**Metin parçası**
※ ※ ※

Yıllardır Filistin-İsrail meselesinin aynı zamanda bir Arap-İsrail meselesi olduğunu ileri süren ve bu nedenle de maddi ve manevi olarak Arap devletlerinin desteğini alan Filistin yönetimi, BAE ile İsrail arasındaki normalleşme haberleri üzerine BAE'yi eleştirip, kendilerini sırtlarından bıçaklamakla suçlamıştır.
İsrail’in bölge ülkeleriyle normalleşme adımları ilk olarak 13 Ağustos’ta Trump’ın yaptığı açıklamayla dünya kamuoyuna duyurulmuştur. Ardından 15 Eylül’de Beyaz Saray bahçesinde; ortada ABD Başkanı Donald Trump, yan tarafında ise İsrail Başbakanı Benjamin Netanyahu ile Birleşik Arap Emirlikleri Dışişleri Bakanı Abdullah bin Zayed Al Nahyan ve Bahreyn Dışişleri Bakanı Abdullatif bin Rashid Al-Zayani’nin yer aldığı o meşhur tabloya şahitlik edilmiştir. Böylelikle İsrail, aslında hiç savaşmadığı ve doğrudan karşı karşıya gelmediği bu iki küçük Körfez ülkesiyle İbrahim Anlaşması adı verilen metne imza atarak normalleşmiştir.
Yıllardır Filistin-İsrail meselesinin aynı zamanda bir Arap-İsrail meselesi olduğunu ileri süren ve bu nedenle de maddi ve manevi olarak Arap devletlerinin desteğini alan Filistin yönetimi, BAE ile İsrail arasındaki normalleşme haberleri üzerine BAE’yi eleştirip, kendilerini sırtlarından bıçaklamakla suçlamıştır. Tepkisini sürdüren Filistin yönetimi, bununla da yetinmeyip 9 Eylül’de Arap Ligi’ne bahse konu anlaşmanın kınanmasını öngören bir tasarı sunmuştur. Bir konuşma yapan Filistin Dışişleri Bakanı Riyad al-Maliki, söz konusu anlaşmayı kınayarak Arap devletlerini başkenti Kudüs olan bir Filistin devleti kurulmadan İsrail ile normalleşmemeye çağırmıştır.
MESELE BURADA BİTMEMİŞTİR
Bunun üzerine ülkesini savunmak için söz alan BAE’nin dışişlerinden sorumlu devlet bakanı olan Anwar Gargash, anlaşmanın Filistinlilerin zararına olmadığını hatta anlaşma sayesinde İsrail’in Batı Şeria’yı ilhak planının iptal edildiğini söylemiştir. Sonuçta Filistin’in karar taslağı kabul edilmemiş ve Arap Ligi’ndeki Filistin hassasiyetinin yok olmaya başladığının ilk işareti alınmıştır. Her ne kadar Arap Ligi’nin kararlarının bir yaptırımı ve ağırlığı olmasa da, en azından mevzu Filistin olduğunda tüm üyelerin desteğiyle Filistin lehinde kararlar alınması geleneğinin de sonuna gelinmiştir.

※ ※ ※

**Kısa görev A**
İsrail'in normalleşmesini anlatan metne göre Filistin yönetimi, anlaşmanın kınanmasını isteyen tasarıyı Arap Ligi'ne hangi tarihte sunmuş?
**Kısa görev B**
İsrail'in normalleşmesini anlatan metni kaldığı yerden sürdür.
Bundan sonraki satırların bu metinle hiçbir bağı yok.

※ ※ ※

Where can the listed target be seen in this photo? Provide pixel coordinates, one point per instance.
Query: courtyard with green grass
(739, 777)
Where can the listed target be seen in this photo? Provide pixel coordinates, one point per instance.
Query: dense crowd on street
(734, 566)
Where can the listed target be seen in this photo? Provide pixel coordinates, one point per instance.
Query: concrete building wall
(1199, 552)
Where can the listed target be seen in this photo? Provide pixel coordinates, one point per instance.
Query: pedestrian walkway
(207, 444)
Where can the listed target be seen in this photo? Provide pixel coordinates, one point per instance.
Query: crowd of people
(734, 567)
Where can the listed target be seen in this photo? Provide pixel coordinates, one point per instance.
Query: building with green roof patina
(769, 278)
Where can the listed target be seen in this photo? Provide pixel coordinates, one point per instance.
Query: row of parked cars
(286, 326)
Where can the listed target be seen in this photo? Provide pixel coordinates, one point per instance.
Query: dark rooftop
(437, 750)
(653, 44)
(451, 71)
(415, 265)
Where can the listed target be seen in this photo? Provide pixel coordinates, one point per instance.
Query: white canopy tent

※ ※ ※

**Alıştırma sonucu A**
9 Eylül'de.

**Alıştırma sonucu B**
Fakat mesele burada bitmemiştir. Filistin’in Paris büyükelçisi Salman El Herfi’nin Fransız dergisi Le Point’e verdiği demeçte, “BAE ve Bahreyn’in İsrail’den daha fazla İsrailli” olduklarını söylemesi üzerine Twitter hesabından bir açıklama yapan Gargash, Filistinlileri “sadakatsizlik ve nankörlükle” suçlamıştır. Çünkü şimdiye kadar siyasi ve ekonomik olarak destekledikleri Filistin yönetimi, kendilerini eleştirmekte hatta hakaret etmektedir. Bu onlar için kabul edilebilir bir durum değildir.
Aradan çok kısa bir süre geçtikten sonra durumun aslında BAE’nin iddia ettiği gibi olmadığı ortaya çıkmıştır. Zira her ne kadar BAE, bu anlaşma sayesinde Batı Şeria’nın ilhak planının iptal edildiğini ileri sürse de, Netanyahu böyle bir taahhütte bulunmadıklarını açıklamıştır. Hatta anlaşmada böyle bir koşul olmamasına rağmen, bunun halklar tarafından anlaşılmaması için metnin Arapça, İngilizce ve İbranice nüshalarının farklı içerikle tanzim edildiği iddia edilmiştir.
İLHAK PLANI İPTAL OLMADI
Netanyahu’nun ısrarla ilhak planından vazgeçmediklerini ifade etmesi üzerine zor durumda kalan BAE yönetimi, ABD’nin araya girmesini talep etmiştir. Bizzat Trump’ın araya girmesiyle İsrail yönetimi, ilhak planının iptal edilmediğini ama şimdilik askıya alındığını açıklamıştır. Bu açıklamaya rağmen İsrail hükümeti çok kısa bir süre sonra işgal altındaki Batı Şeria’da binlerce yeni Yahudi yerleşim yerinin açılmasına onay vermiştir. Yani BAE’nin iddia ettiği gibi ilhak planı iptal olmadığı gibi askıya da alınmamış aksine işgal ve ilhak tüm hızıyla devam etmiştir.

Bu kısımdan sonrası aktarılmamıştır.